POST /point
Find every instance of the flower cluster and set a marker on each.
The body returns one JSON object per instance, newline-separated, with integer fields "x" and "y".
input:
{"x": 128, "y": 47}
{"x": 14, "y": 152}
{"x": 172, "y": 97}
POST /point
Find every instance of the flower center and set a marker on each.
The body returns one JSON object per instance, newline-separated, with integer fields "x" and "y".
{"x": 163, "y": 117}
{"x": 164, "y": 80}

━━━━━━━━━━━━━━━━

§ **Aim**
Reproduce all of the rows above character for character, from the first POST /point line through the last JSON line.

§ **Task response**
POST /point
Find every instance of the flower cluster and set a marker on each.
The body returns one JSON object per instance, newline-separated, with integer fields "x" and "y".
input:
{"x": 128, "y": 47}
{"x": 14, "y": 152}
{"x": 172, "y": 97}
POST /point
Find every instance of the flower center and set a marker on each.
The body returns one JSON object per instance, newline-separated, with integer fields "x" and "y".
{"x": 163, "y": 117}
{"x": 164, "y": 80}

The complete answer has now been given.